* Try it
From the entries, return every line where the string "point" shows up.

*** Opening Material provided ***

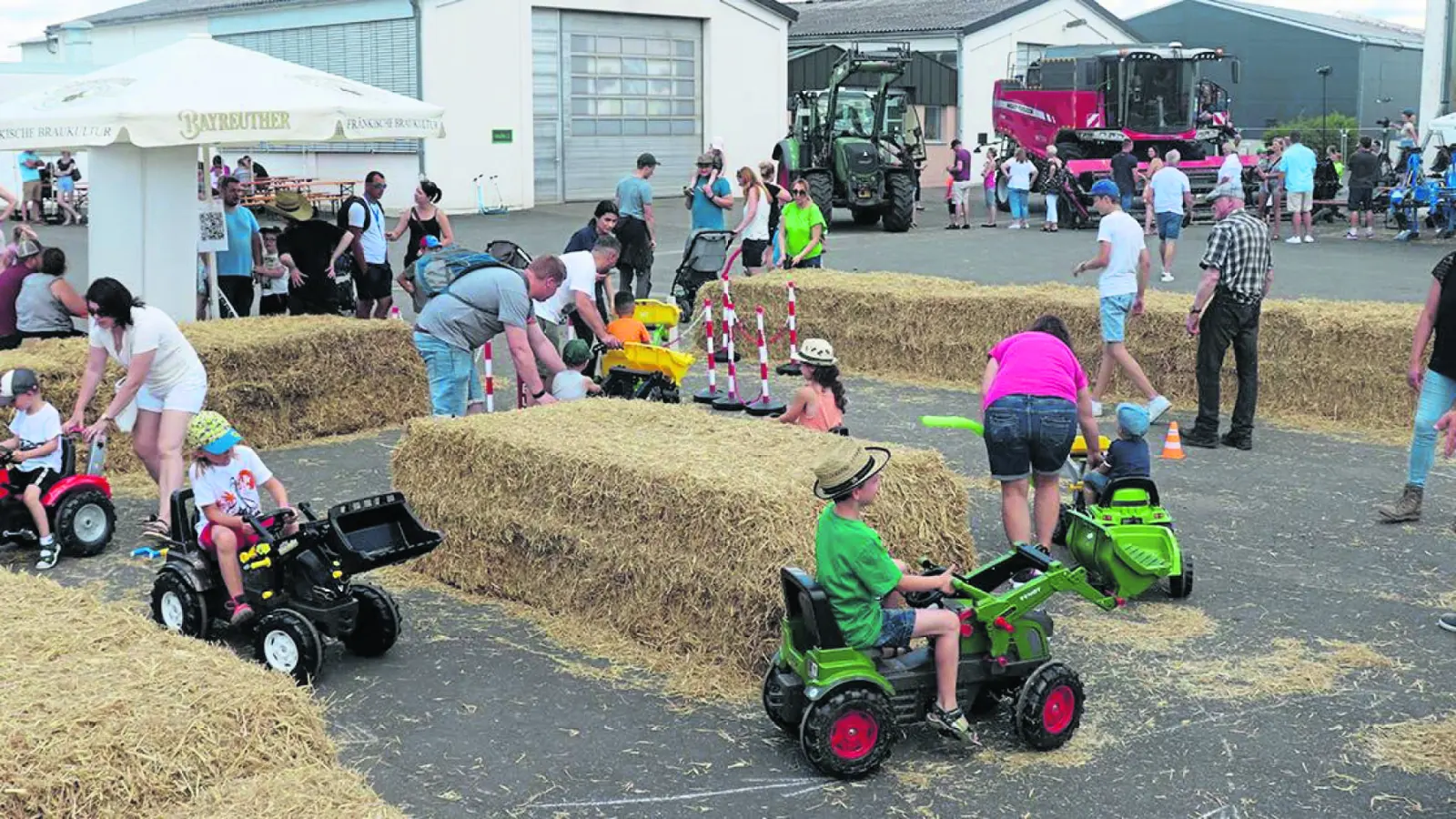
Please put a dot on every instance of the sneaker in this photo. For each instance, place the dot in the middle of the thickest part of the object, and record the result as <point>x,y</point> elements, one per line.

*** Closing Material provided ***
*** Opening Material provided ***

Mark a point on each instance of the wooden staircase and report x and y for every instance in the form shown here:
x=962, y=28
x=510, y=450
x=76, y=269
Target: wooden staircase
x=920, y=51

*** Closing Material provided ***

* Answer below
Please put a dot on every instance of the sneaker in this photo. For each instance, place the dot in the middle of the thickest part of the object, and record the result as <point>x,y</point> elements, one per line.
Mark a point on each instance of the wooden staircase and report x and y for every instance in the form shown here:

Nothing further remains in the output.